EXERCISE PROMPT: Report each line of the records where "cloudy" occurs.

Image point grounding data

»»

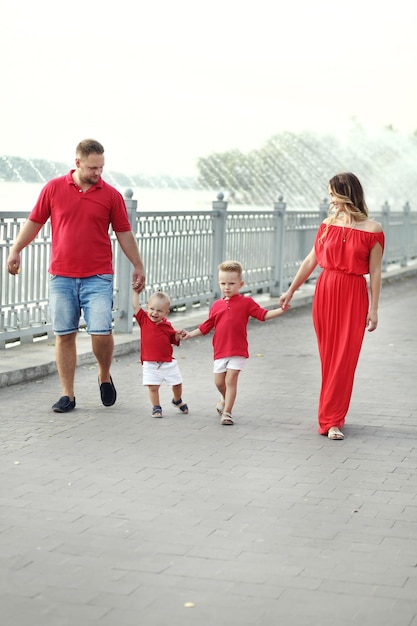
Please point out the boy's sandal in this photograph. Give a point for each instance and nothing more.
(226, 419)
(220, 406)
(180, 405)
(157, 411)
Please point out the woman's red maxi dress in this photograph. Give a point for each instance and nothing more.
(340, 308)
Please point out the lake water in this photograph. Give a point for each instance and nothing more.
(23, 196)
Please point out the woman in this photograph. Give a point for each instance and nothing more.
(348, 245)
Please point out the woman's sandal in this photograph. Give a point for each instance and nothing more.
(157, 411)
(335, 434)
(180, 405)
(220, 406)
(226, 419)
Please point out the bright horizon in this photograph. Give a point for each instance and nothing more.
(161, 85)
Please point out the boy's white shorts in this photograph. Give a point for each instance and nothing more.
(155, 373)
(229, 363)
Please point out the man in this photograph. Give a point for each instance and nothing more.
(81, 207)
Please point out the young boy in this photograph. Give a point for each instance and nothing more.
(158, 364)
(229, 317)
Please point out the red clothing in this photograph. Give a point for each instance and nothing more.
(229, 318)
(155, 339)
(340, 307)
(80, 223)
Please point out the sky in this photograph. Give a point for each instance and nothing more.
(161, 84)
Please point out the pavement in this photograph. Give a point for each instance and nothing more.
(111, 517)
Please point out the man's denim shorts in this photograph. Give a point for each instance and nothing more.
(93, 296)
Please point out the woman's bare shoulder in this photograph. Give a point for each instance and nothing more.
(371, 226)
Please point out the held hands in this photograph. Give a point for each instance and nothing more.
(13, 263)
(371, 321)
(285, 299)
(138, 280)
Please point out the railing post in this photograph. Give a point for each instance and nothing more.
(219, 241)
(385, 211)
(124, 322)
(278, 253)
(406, 234)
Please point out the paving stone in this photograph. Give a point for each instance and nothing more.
(108, 516)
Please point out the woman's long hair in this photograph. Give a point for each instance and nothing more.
(347, 188)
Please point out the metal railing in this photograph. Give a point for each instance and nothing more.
(181, 252)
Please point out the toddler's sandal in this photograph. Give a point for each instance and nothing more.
(180, 405)
(226, 419)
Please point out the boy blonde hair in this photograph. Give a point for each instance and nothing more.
(231, 266)
(162, 297)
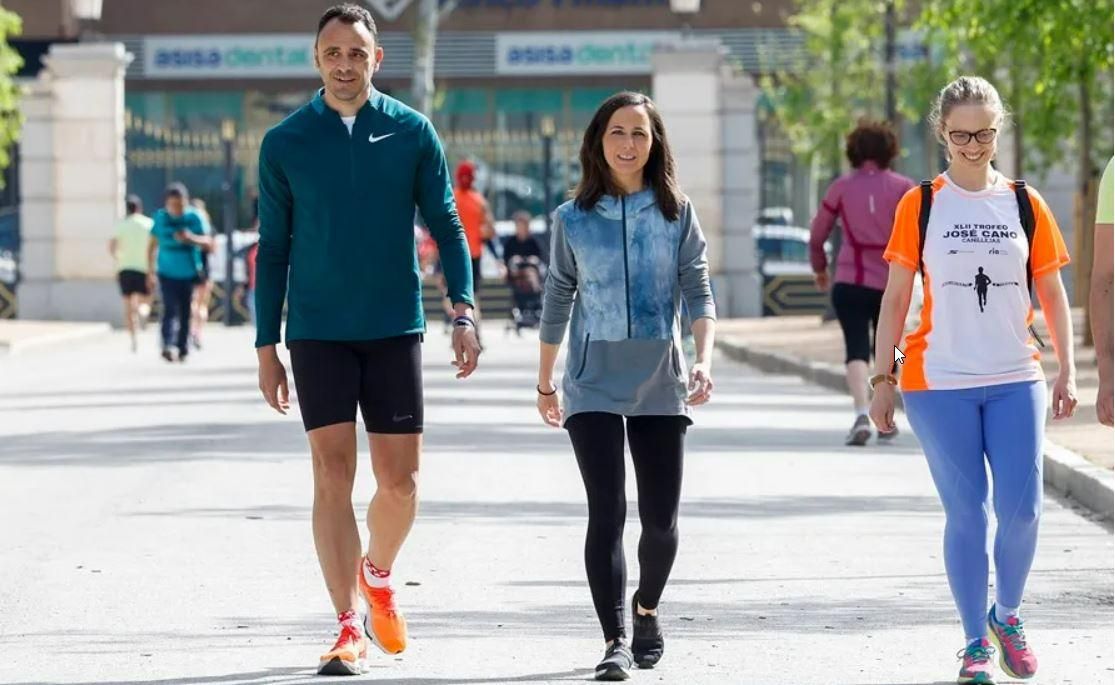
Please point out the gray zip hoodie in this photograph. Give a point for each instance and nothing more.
(628, 268)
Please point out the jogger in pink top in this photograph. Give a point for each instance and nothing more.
(864, 201)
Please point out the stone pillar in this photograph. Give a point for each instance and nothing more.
(709, 112)
(687, 90)
(739, 283)
(73, 184)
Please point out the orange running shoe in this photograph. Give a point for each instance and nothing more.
(384, 624)
(348, 655)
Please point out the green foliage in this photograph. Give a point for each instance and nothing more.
(10, 61)
(1038, 52)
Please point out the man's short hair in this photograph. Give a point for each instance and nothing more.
(176, 190)
(350, 15)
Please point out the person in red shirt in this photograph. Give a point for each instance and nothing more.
(476, 219)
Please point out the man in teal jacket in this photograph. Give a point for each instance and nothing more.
(339, 181)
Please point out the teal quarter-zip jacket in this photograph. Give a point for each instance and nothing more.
(337, 211)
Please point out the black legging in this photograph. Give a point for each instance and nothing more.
(857, 310)
(657, 447)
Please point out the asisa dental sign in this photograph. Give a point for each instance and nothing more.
(272, 56)
(540, 54)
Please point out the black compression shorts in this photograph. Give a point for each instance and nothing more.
(383, 377)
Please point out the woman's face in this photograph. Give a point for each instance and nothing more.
(628, 141)
(971, 136)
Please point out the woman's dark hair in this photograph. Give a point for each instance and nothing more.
(349, 13)
(176, 190)
(659, 173)
(872, 142)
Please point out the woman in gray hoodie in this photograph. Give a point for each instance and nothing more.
(629, 248)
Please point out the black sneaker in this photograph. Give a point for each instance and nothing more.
(617, 664)
(860, 433)
(647, 643)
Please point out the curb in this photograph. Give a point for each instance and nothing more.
(1065, 471)
(68, 334)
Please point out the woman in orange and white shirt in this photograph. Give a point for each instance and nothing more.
(972, 382)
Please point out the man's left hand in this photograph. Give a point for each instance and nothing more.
(467, 349)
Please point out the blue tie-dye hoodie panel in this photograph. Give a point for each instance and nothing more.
(617, 279)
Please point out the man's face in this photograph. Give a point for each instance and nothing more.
(347, 56)
(175, 205)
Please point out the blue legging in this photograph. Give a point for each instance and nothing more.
(958, 428)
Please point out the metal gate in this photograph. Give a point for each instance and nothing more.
(158, 155)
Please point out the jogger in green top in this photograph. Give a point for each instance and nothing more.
(339, 181)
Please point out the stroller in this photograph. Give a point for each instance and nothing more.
(525, 276)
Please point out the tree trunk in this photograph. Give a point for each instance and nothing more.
(1086, 208)
(425, 40)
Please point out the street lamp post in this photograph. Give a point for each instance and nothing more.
(892, 115)
(228, 140)
(548, 129)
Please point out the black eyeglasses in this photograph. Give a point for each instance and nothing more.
(962, 137)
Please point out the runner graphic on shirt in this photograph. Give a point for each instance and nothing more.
(981, 282)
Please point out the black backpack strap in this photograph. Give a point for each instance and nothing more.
(1026, 216)
(927, 203)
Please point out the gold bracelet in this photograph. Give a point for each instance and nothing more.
(881, 377)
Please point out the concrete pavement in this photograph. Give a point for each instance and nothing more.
(1078, 454)
(155, 528)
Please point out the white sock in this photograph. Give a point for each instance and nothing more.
(376, 577)
(1004, 614)
(350, 618)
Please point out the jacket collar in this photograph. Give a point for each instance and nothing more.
(611, 206)
(319, 102)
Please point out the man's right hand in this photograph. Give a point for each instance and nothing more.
(273, 379)
(1105, 405)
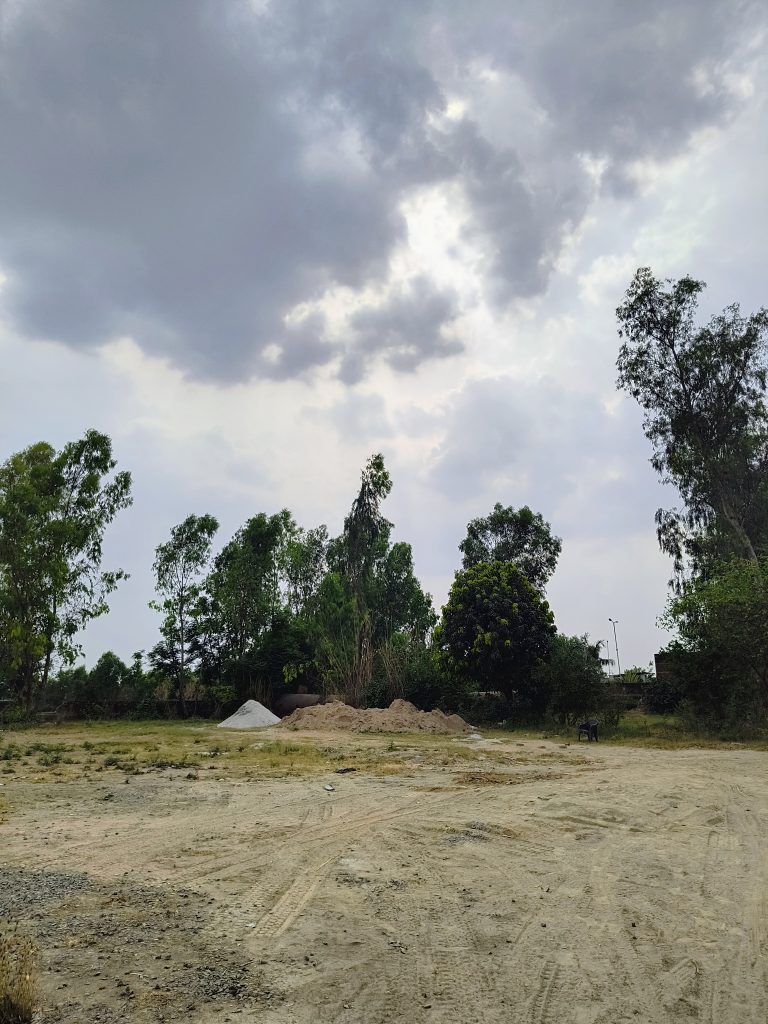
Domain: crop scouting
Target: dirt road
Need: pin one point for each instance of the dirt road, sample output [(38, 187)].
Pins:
[(577, 885)]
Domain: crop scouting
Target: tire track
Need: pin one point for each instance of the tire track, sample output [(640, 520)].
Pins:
[(541, 1005)]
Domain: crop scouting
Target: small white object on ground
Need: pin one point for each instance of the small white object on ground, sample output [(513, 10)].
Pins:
[(251, 716)]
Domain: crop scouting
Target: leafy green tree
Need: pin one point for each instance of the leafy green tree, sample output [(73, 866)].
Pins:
[(373, 617), (54, 509), (353, 557), (245, 606), (573, 684), (178, 567), (398, 604), (720, 656), (702, 392), (496, 628), (518, 536), (338, 627), (305, 565)]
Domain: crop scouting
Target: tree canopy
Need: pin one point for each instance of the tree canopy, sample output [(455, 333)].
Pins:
[(54, 509), (496, 627), (702, 393)]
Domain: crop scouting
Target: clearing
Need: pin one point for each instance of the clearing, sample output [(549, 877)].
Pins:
[(170, 873)]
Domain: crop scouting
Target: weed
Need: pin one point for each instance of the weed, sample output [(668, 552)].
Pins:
[(17, 974), (48, 759)]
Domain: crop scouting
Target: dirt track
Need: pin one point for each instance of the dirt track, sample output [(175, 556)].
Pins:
[(580, 885)]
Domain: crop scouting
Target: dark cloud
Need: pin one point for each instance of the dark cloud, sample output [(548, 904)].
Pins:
[(188, 171), (556, 449), (406, 329)]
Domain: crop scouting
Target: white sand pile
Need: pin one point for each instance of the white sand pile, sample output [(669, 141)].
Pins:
[(400, 716), (251, 716)]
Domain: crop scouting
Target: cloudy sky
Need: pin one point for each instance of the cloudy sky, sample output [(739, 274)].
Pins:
[(255, 241)]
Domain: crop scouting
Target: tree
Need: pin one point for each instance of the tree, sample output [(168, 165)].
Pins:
[(574, 683), (178, 565), (395, 597), (496, 628), (243, 607), (54, 509), (720, 656), (702, 392), (353, 557), (518, 536), (305, 562)]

««

ANSWER BELOW:
Target: cloudy sky
Need: pin one point for each instance of the cloudy sky, sample output [(739, 274)].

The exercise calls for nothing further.